> 本文抜粋
2009年07月24日 | Un fenómeno sobrenatural
            

 旧O病院は1929~1934年に建てられたのです。
 この病院は戦前からの建物でしたので、今にもB29が攻めてきそうな雰囲気があり
実際、戦時中は防空壕としても使われていた地下通路があったようです。

 タイムスリップしたような不思議な雰囲気を味わえる病院は、当時日本中どこを
捜してもなかっただろうと思います。この建物の強烈な印象、オドロオドロしい・・・
怖い雰囲気のある病院でした。近所の病院の方がずっと近代的でした。

 この病院に、私は25歳の頃、扁桃腺手術で入院しました。外来でも古いなあと
思っていましたけど、8人部屋に案内された時は、まるで戦争映画を思い出した
ものです。当時、ナースの制服も古いデザインで、ベッドも古いし、思わず
一体、このベッドで何十人、亡くなったんだろう って雰囲気のあるベッドなんです。

> 設問一覧
a. 旧O病院についての本文抜粋で、この病院に「今にもB29が攻めてきそうな雰囲気」があったのはなぜですか。本文に示された理由を一〜三文で説明してください。
b. 旧O病院についての本文抜粋を、最後の文の後から続けて書いてください。
記録はここでは一切用いません。

> データ抜粋

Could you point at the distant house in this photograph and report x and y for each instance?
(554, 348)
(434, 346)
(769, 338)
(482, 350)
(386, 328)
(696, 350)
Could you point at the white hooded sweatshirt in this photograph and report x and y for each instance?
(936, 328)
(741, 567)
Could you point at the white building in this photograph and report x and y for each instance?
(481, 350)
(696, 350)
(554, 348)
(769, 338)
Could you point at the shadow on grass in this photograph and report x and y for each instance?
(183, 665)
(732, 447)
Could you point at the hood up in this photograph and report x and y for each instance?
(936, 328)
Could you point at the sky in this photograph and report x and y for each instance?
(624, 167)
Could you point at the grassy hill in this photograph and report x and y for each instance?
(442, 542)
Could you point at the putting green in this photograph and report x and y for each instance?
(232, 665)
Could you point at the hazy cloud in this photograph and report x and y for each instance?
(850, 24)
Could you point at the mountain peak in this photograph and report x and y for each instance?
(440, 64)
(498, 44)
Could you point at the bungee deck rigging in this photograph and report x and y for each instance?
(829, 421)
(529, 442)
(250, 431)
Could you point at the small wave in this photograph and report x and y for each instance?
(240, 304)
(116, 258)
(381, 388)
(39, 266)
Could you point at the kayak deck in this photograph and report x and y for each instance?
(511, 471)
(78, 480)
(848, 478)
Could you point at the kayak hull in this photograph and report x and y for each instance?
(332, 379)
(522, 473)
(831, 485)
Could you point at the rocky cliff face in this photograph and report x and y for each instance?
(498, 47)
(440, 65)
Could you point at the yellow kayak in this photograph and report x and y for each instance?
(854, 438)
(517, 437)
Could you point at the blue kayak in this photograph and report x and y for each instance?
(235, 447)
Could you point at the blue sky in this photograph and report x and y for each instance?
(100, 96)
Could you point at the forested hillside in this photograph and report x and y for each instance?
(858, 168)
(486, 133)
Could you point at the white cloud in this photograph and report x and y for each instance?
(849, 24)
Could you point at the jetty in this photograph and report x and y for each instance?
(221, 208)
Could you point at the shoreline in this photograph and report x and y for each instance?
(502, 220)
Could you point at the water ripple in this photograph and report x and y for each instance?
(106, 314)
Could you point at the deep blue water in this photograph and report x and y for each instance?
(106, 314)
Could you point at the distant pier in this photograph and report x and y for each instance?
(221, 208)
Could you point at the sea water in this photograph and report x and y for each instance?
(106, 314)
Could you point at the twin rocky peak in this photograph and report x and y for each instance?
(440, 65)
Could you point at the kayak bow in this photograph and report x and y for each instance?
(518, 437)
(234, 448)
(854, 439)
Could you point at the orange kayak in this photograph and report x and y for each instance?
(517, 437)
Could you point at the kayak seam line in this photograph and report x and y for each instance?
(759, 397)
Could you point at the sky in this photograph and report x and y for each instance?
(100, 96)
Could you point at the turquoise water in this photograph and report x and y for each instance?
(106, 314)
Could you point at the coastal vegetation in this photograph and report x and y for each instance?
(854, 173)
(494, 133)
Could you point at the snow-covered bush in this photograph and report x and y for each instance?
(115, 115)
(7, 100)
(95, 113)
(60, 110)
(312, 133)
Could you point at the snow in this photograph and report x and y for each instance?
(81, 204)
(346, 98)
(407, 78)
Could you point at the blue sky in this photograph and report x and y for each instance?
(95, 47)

> 設問の解答
a. この病院が戦前からの建物だったためです。

b.
 しかも、ベッドの位置が高いものだから、ガードがあっても安心できない。
 落下したら、死ぬかもって思うほどだ。

 扁桃腺の手術も今からすると、超原始的に感じました。その頃は、それが一般的な
方法だったので、諦めるしかなかったのですが、手術の前に口の中にスプレー式の
麻酔を2回ほどして、歩いて手術室へ行く。先生とナースの二人だけです。
 両手でホーロー製の丸い洗面器の様なものを顎の下に受けるのです。

 それで口を開けて先生が扁桃腺を取るのですが、私的にはメスで切られた感じが
なくて、引っこ抜かれたイメージをもっています。しかも、ほとんど、麻酔は
効いていない。。。洗面器を持ったまま、顔が、引っ張られた状態?時間にして
2,3分かな、ポコッと片方が取れたようだ。目隠ししているので、血は見えないが
味と臭いで解る。かなりの出血だ。手術前、先生に「手術の時、どれ位、血が
出ますか?」と聞くと「少量ではないが、万が一大量出血しても、輸血するから
大丈夫ですよ。」なんて言われても、不安は拭えなかったが。。。

 案の定、具合が悪くなり、「先生、気分が悪いので少し横になりたいです。」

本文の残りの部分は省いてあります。